(Image location labeling entries)
————————

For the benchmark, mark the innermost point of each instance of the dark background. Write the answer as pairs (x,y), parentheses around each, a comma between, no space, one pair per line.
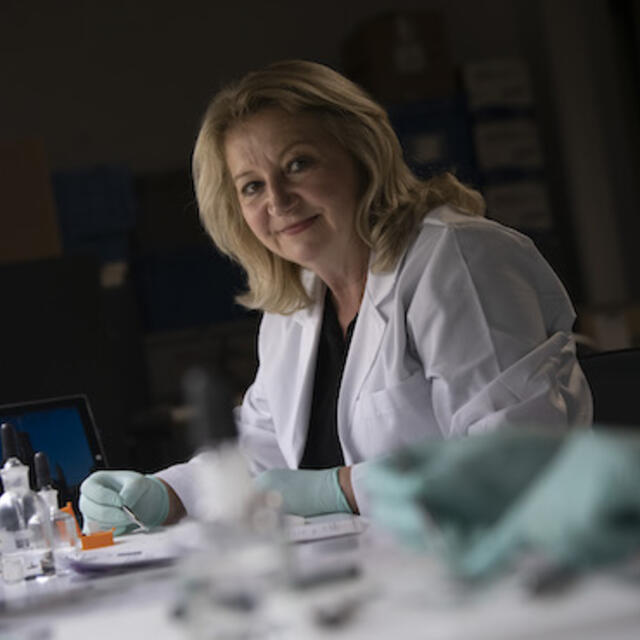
(109,286)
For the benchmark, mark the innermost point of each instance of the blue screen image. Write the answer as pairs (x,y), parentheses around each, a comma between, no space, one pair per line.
(60,434)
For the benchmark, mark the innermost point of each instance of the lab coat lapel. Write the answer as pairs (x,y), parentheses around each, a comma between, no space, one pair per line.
(365,344)
(300,394)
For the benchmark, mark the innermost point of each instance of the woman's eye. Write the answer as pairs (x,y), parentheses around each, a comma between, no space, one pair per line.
(250,188)
(298,164)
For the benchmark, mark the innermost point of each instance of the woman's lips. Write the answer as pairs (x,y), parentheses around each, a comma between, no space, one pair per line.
(298,227)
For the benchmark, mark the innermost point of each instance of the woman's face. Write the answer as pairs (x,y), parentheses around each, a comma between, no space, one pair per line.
(297,187)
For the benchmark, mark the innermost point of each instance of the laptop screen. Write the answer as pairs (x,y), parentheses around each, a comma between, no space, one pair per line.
(64,429)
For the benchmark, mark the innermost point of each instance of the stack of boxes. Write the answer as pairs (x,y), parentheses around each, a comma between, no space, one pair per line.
(507,143)
(478,121)
(403,59)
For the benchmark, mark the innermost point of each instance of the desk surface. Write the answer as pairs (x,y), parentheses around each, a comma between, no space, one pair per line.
(395,595)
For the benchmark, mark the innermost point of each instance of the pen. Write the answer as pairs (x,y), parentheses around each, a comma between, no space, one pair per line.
(132,516)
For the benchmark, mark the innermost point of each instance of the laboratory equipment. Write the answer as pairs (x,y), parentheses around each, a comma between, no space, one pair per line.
(65,537)
(243,556)
(26,535)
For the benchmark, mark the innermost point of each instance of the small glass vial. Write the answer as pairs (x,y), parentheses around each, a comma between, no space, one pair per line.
(65,536)
(26,534)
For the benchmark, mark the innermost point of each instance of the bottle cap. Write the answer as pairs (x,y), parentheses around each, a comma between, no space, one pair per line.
(9,442)
(43,471)
(211,408)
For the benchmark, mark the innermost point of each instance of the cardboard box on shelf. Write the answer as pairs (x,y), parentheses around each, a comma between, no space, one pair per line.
(497,83)
(401,56)
(522,204)
(510,143)
(28,221)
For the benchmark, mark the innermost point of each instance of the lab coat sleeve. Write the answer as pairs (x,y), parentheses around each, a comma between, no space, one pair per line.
(492,326)
(257,442)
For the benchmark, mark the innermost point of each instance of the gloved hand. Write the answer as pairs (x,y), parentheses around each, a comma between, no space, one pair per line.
(479,500)
(435,495)
(581,511)
(305,492)
(104,492)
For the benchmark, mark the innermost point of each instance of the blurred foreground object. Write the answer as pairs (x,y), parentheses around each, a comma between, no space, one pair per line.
(479,502)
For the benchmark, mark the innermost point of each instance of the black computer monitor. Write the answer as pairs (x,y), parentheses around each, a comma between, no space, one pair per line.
(64,429)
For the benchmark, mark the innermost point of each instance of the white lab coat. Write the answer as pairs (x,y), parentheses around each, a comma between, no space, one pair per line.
(470,332)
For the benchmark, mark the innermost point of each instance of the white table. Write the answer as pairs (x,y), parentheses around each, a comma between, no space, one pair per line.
(397,595)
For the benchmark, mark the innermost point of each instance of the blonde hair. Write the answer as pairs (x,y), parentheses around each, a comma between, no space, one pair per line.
(393,201)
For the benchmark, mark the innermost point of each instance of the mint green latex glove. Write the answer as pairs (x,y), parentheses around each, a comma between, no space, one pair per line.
(481,500)
(440,492)
(305,492)
(104,492)
(582,511)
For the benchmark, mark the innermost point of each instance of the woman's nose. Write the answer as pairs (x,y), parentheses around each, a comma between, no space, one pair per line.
(281,199)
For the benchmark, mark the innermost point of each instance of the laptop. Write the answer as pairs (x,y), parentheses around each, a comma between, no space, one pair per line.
(64,429)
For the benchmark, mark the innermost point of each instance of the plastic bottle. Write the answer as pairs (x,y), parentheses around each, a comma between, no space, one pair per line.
(243,558)
(65,537)
(26,535)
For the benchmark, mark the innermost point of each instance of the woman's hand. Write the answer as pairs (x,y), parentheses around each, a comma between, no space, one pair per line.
(344,478)
(308,492)
(104,493)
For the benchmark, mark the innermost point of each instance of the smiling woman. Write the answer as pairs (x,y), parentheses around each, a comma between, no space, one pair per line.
(298,191)
(393,310)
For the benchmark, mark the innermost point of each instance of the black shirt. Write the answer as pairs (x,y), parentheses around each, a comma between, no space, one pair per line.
(322,449)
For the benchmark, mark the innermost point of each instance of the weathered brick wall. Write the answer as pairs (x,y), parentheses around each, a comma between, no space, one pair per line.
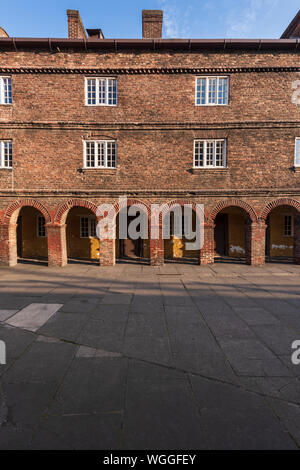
(48,159)
(155,124)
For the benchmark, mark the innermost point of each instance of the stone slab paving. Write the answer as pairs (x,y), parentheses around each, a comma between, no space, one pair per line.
(136,357)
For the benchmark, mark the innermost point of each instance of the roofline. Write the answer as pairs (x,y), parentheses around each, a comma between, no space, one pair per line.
(291,27)
(116,45)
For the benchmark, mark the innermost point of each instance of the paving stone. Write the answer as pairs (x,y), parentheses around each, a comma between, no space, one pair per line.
(64,326)
(161,416)
(5,314)
(103,335)
(86,432)
(34,316)
(148,348)
(289,415)
(234,419)
(26,402)
(41,363)
(278,338)
(256,316)
(92,385)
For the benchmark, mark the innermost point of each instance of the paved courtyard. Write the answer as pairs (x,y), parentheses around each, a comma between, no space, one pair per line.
(136,357)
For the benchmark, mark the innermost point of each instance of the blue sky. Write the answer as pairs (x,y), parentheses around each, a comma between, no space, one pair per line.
(122,19)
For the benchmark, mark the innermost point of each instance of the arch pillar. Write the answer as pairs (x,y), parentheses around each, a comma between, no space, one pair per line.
(157,246)
(57,245)
(8,244)
(107,252)
(256,243)
(296,254)
(207,252)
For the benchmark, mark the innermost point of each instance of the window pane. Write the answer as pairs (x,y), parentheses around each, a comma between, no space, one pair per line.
(220,150)
(288,225)
(199,153)
(7,154)
(223,91)
(93,227)
(201,90)
(209,153)
(102,90)
(41,226)
(212,90)
(7,90)
(90,154)
(101,154)
(297,153)
(112,91)
(111,154)
(91,91)
(84,227)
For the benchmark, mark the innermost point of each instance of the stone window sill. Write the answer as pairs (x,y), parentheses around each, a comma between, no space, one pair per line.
(222,171)
(98,170)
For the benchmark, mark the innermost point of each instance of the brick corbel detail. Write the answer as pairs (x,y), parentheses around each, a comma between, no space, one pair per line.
(256,243)
(8,245)
(107,252)
(57,245)
(297,239)
(207,252)
(157,254)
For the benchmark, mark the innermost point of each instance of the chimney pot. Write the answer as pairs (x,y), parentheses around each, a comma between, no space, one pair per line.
(75,26)
(152,24)
(293,29)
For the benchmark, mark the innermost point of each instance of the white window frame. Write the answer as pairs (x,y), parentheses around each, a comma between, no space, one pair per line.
(2,159)
(292,225)
(297,157)
(37,227)
(2,95)
(97,167)
(97,91)
(207,77)
(90,219)
(214,154)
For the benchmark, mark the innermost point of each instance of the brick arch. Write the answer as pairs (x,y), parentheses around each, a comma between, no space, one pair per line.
(62,212)
(17,205)
(132,202)
(279,202)
(233,203)
(181,202)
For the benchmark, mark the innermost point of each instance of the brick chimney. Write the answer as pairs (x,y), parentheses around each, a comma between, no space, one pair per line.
(3,34)
(152,24)
(293,29)
(75,26)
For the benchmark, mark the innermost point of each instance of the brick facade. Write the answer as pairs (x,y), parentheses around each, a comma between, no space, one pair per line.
(155,124)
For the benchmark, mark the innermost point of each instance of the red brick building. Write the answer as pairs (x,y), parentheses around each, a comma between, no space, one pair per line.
(87,119)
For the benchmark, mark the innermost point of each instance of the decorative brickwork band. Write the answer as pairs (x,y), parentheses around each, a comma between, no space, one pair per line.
(57,245)
(255,243)
(8,245)
(107,252)
(279,202)
(144,71)
(157,249)
(207,253)
(297,239)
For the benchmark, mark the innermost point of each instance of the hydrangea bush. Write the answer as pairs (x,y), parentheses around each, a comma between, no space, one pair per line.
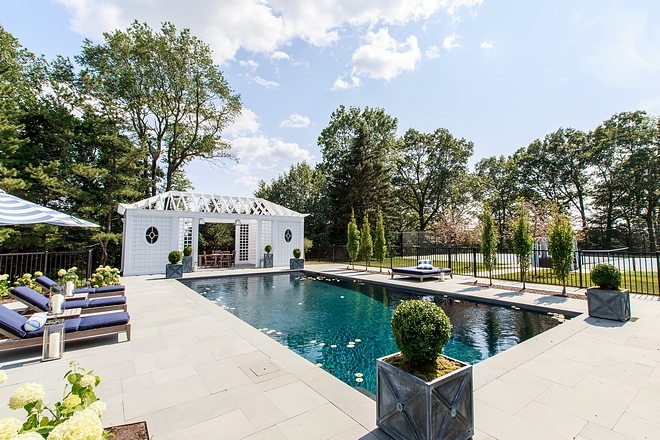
(77,416)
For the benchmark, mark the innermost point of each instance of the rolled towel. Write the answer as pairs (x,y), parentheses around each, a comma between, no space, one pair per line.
(35,322)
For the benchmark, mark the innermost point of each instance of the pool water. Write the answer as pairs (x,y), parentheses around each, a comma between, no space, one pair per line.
(344,326)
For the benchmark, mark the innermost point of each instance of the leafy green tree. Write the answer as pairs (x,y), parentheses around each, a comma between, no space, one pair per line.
(353,243)
(523,242)
(380,244)
(428,167)
(173,100)
(366,243)
(560,245)
(488,241)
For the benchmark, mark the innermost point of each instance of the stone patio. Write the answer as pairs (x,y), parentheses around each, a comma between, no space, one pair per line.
(195,371)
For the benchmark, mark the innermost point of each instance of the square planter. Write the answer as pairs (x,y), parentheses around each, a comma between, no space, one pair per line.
(268,260)
(408,407)
(174,271)
(296,263)
(186,262)
(608,304)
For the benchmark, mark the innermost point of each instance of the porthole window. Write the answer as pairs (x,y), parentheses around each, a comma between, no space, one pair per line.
(151,235)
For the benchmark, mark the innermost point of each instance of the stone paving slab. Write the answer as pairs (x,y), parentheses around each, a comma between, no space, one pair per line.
(195,371)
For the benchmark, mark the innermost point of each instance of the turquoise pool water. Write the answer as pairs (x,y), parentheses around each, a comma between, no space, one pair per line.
(344,326)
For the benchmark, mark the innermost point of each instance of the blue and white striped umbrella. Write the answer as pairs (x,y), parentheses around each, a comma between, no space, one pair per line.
(16,211)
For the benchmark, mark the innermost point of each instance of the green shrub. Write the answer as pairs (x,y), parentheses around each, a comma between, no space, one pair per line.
(606,276)
(420,329)
(174,257)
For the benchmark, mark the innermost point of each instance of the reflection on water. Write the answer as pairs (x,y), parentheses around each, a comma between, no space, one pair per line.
(343,326)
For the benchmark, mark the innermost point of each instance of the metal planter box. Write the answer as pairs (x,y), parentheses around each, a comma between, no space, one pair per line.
(174,271)
(408,407)
(609,304)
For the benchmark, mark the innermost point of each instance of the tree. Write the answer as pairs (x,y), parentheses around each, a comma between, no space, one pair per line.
(380,244)
(561,247)
(523,242)
(488,241)
(353,243)
(174,101)
(366,243)
(428,167)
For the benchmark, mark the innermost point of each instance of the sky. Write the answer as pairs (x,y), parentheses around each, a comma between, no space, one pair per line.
(499,74)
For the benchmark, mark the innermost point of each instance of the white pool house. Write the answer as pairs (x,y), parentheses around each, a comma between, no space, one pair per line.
(155,226)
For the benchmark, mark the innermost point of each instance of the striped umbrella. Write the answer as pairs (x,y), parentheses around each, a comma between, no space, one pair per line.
(16,211)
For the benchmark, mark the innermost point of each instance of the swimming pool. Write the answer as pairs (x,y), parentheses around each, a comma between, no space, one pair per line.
(344,326)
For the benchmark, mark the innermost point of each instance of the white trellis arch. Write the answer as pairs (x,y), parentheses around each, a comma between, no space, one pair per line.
(155,226)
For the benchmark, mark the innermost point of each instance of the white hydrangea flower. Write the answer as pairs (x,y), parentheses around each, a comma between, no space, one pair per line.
(28,436)
(9,427)
(87,380)
(28,393)
(83,425)
(98,407)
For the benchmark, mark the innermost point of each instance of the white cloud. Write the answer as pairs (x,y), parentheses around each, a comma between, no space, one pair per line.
(254,25)
(340,84)
(296,121)
(246,123)
(432,52)
(280,55)
(384,57)
(249,64)
(450,43)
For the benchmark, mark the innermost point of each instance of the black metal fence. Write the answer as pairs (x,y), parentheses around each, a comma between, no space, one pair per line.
(17,264)
(639,269)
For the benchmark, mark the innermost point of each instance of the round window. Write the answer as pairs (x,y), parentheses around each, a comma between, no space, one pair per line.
(151,235)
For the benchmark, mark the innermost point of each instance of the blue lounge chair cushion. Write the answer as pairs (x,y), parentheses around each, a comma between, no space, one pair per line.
(12,322)
(29,296)
(103,320)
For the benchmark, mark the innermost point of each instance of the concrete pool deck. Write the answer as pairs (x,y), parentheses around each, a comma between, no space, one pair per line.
(195,371)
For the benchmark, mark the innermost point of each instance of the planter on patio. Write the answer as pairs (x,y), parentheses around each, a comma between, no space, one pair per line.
(609,304)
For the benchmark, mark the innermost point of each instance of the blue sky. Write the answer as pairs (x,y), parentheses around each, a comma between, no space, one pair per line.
(500,74)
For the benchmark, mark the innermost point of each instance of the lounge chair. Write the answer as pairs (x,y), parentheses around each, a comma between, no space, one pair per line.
(37,302)
(11,328)
(93,292)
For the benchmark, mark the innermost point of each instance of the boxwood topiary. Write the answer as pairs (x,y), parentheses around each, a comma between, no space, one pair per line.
(606,276)
(420,329)
(175,257)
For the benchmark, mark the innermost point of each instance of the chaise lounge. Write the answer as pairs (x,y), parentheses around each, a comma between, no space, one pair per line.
(93,292)
(12,328)
(424,269)
(39,303)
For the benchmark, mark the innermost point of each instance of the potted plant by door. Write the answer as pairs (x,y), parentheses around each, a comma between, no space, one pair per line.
(607,301)
(175,268)
(268,257)
(187,259)
(420,393)
(296,263)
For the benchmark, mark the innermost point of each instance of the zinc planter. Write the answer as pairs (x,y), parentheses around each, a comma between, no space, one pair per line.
(296,263)
(408,407)
(186,262)
(609,304)
(174,271)
(268,260)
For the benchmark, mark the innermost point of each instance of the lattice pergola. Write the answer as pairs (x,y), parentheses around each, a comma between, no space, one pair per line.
(211,203)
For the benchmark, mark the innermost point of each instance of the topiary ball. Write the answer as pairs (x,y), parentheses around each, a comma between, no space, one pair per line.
(174,257)
(420,329)
(606,276)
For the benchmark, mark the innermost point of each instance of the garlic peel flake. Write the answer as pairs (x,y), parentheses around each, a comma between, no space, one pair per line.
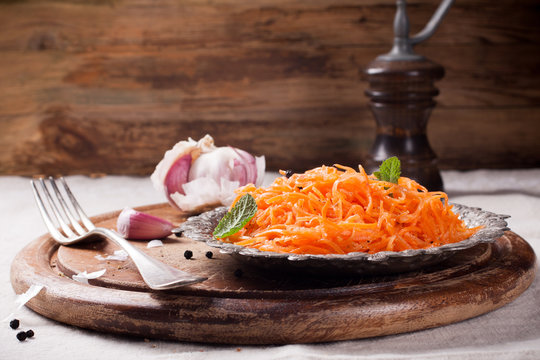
(84,276)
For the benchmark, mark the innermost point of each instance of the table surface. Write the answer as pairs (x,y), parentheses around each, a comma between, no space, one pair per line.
(511,332)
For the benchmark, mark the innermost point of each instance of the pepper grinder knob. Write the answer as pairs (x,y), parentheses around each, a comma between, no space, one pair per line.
(401,91)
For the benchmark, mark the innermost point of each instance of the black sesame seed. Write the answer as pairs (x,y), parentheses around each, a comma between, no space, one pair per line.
(21,336)
(238,273)
(14,324)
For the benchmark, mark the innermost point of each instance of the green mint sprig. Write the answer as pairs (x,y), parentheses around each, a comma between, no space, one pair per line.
(390,170)
(237,217)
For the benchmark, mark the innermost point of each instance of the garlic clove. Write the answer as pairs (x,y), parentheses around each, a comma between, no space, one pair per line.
(177,176)
(195,175)
(137,225)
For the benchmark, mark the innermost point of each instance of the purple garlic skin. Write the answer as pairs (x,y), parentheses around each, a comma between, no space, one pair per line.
(137,225)
(194,175)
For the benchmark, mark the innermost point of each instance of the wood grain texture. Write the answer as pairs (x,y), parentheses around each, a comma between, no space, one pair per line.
(261,307)
(108,86)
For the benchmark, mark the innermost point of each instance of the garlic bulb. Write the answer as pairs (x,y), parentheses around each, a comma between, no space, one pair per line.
(137,225)
(196,174)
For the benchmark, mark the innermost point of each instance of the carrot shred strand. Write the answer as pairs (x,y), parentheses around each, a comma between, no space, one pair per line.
(338,210)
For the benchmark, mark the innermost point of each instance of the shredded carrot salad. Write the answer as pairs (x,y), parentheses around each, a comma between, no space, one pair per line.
(337,210)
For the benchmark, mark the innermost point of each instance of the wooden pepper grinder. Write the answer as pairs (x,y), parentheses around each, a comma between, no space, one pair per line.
(401,90)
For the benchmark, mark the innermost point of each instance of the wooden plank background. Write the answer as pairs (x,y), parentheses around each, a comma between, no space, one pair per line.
(108,86)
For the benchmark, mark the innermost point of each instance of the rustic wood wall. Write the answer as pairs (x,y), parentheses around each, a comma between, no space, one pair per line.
(108,86)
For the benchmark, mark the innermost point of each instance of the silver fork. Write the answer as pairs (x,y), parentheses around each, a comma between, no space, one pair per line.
(75,226)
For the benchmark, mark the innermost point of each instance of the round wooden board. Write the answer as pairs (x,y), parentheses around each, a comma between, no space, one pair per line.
(242,305)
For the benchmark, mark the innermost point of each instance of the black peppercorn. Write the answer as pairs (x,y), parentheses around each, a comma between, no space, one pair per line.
(14,324)
(238,272)
(21,336)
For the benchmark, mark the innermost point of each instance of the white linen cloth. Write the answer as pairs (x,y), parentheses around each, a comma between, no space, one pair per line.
(512,332)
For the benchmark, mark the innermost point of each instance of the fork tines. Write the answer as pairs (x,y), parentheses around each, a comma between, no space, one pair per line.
(59,209)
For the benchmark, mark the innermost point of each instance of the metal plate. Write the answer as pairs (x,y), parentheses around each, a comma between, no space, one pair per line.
(200,228)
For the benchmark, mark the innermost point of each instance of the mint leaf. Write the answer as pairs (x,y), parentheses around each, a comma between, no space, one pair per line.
(237,217)
(390,170)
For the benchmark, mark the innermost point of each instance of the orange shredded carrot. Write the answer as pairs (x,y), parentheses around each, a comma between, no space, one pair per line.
(337,210)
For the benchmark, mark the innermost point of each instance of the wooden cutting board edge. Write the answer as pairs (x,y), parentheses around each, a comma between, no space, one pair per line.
(208,319)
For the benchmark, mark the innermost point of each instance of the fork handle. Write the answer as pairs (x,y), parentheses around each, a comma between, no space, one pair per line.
(157,275)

————————

### Instructions to follow
Nothing but the lines from the line with "the mint leaf." to the last line of the listing above should appear; please retype them exactly, both ends included.

### Result
For the benchmark, mark the innermost point of each instance of the mint leaf. Write the answer as pairs (x,y), parentheses around each, a comma between, no space, one pair per line.
(237,217)
(390,170)
For the benchmark, mark the innermost point of each instance of the orange shredded carrot. Write the answer as pairs (x,y), parentheses around each, a comma between, no space, one pair per line.
(337,210)
For the benchmark, mark the innermost point of each instance of the wooden cutting board edge. Write the answer as pairs (x,y), parentheses around each, a comma between, no space, one pair per line.
(208,319)
For the benchmark, mark the innermost point of each instance of the fork handle. Write the answer as pairs (x,y), parentheses around each, a comma between, no space, one pair per line.
(157,275)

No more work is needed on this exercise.